Maurice de Faramond, qui fut victime, comme auteur, de cette enflure de la personnalité, a laissé une comédie posthume assez acerbe, intitulée Pandolphe et Chichilla ou Le Trust de l’Idéal. Il nous montre le grand acteur et la grande actrice, tous deux directeurs, dans leurs relations avec l’auteur que Maurice de Faramond appelle La Balue. Lui, ne jouait jamais que Francois Ier, Charlemagne, Cyrus, Annibal, Napoléon, Washington ou le négus. Elle, était la prêtresse du plus haut idéal, l’écuyère du sentiment piaffant et de tous les feux du baiser, l’archivestale.

Pour faire accepter son manuscrit, La Balue joue de la vanité des interprètes, en faisant miroiter l’importance ou la longueur des rôles ; offrant à l’un ou à l’autre le rôle de Louis XIV et de Lavallière, sans égard au sexe de ses personnages.

Et le Trust de l’Idéal se termine par les conseils du directeur à La Balue, dont il refuse la pièce mais qu’il engage cependant à écrire une vraie grande œuvre.

— Je vous parle sincère, abandonnez tout ça, ces fantaisies d’artistes. Écrivez maintenant un rôle sérieux, un rôle ! — c’est-à-dire pour moi seul, non pas comme celui-ci. Je parle d’un rôle dans ma corde.

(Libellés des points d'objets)
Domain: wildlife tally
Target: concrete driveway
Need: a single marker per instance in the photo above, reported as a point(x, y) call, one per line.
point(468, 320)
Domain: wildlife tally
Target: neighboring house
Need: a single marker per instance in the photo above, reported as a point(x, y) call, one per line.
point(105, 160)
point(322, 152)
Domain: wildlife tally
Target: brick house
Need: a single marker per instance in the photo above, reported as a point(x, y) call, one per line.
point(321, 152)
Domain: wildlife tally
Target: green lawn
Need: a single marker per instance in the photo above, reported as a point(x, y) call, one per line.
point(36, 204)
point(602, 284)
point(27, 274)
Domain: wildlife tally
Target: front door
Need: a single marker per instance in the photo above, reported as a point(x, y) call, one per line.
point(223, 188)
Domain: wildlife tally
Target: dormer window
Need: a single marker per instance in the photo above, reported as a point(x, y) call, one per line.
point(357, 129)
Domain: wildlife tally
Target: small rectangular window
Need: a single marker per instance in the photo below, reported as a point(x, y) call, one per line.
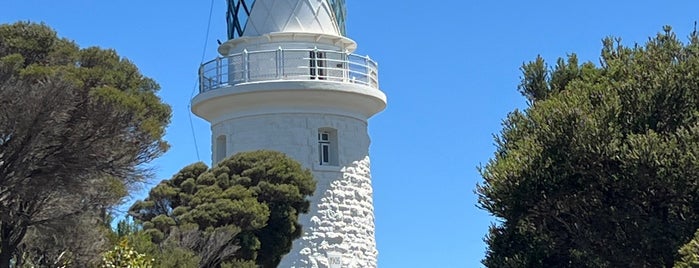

» CONSIGNES:
1. Recopiez le passage de la source en commençant par « Et le Trust » et en poursuivant jusqu'à « vraie grande œuvre. ».
2. Répondez brièvement d'après la source :
(a) Quel nom Maurice de Faramond donne-t-il à l'auteur dans sa comédie ?
(b) Quel est le titre complet de cette comédie posthume ?
(c) Quels rôles La Balue offre-t-il aux interprètes pour faire accepter son manuscrit ?

» RÉPONSES:
1.
Et le Trust de l’Idéal se termine par les conseils du directeur à La Balue, dont il refuse la pièce mais qu’il engage cependant à écrire une vraie grande œuvre.

2.
(a) La Balue
(b) Pandolphe et Chichilla ou Le Trust de l'Idéal
(c) Le rôle de Louis XIV et celui de Lavallière